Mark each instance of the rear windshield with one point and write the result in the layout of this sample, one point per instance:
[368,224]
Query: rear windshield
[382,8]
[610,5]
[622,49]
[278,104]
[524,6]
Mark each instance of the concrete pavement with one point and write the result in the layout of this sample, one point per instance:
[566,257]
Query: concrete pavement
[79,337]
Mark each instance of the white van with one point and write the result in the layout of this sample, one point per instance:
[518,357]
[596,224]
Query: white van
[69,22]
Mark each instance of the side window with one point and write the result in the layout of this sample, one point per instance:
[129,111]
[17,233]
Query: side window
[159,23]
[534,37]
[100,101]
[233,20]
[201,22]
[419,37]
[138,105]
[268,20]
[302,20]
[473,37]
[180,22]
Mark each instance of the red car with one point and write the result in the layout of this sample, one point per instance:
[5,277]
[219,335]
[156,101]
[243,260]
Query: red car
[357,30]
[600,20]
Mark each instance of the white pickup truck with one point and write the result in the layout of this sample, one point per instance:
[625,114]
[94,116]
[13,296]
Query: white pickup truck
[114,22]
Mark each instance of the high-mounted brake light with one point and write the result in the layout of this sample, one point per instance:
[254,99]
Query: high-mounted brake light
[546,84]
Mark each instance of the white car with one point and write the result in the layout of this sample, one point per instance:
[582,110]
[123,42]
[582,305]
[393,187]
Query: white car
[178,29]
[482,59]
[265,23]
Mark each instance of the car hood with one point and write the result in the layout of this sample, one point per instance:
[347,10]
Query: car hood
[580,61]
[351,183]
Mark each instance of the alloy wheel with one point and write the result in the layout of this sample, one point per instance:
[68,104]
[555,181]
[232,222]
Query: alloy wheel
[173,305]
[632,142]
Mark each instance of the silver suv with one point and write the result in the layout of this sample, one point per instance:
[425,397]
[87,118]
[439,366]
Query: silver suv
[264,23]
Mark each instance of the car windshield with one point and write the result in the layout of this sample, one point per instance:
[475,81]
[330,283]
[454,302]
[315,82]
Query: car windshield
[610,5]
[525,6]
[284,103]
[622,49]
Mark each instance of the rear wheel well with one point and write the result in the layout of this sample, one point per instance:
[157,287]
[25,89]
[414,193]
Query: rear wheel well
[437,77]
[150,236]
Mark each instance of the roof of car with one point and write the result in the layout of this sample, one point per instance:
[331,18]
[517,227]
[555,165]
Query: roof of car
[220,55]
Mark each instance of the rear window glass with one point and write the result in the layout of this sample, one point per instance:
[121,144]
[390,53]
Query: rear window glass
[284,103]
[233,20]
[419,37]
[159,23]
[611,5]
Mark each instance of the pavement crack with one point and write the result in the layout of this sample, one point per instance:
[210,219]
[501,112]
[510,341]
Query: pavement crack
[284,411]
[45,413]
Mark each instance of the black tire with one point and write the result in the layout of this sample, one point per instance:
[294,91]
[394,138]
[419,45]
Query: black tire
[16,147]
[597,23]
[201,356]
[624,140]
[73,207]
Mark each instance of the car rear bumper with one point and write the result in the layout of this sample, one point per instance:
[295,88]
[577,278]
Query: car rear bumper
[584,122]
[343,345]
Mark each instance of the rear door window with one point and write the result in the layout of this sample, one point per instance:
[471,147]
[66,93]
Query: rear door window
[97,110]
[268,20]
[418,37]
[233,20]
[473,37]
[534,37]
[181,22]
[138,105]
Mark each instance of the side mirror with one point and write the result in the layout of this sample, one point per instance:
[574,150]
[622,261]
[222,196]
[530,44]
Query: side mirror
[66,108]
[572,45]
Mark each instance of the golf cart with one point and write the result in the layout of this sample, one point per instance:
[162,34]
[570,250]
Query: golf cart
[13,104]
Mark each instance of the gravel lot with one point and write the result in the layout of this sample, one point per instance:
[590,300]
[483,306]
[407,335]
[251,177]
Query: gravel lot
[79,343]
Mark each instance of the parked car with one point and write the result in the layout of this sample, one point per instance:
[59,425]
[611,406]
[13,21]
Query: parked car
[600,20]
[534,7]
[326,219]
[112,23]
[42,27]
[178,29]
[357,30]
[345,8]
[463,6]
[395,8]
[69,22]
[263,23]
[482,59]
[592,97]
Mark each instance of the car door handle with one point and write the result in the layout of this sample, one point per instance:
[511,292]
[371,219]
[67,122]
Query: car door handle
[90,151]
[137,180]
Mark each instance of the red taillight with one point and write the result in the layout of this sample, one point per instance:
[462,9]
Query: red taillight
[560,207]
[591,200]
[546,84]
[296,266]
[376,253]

◆ **Set problem**: Extract, unchanged, the closing run of lines that opens with the line containing "Mark each instance of the car door" and ends with the last line.

◆ **Full response**:
Mark each instance of the car door handle with one point and write the result in the layout of this sample, one point per instance:
[511,292]
[371,219]
[67,122]
Query: car door handle
[90,151]
[137,180]
Mark each instance of the red taillight with one point and write the result in the layout of this sample, one point per instance:
[462,9]
Query: red taillight
[560,207]
[591,200]
[546,84]
[296,266]
[376,253]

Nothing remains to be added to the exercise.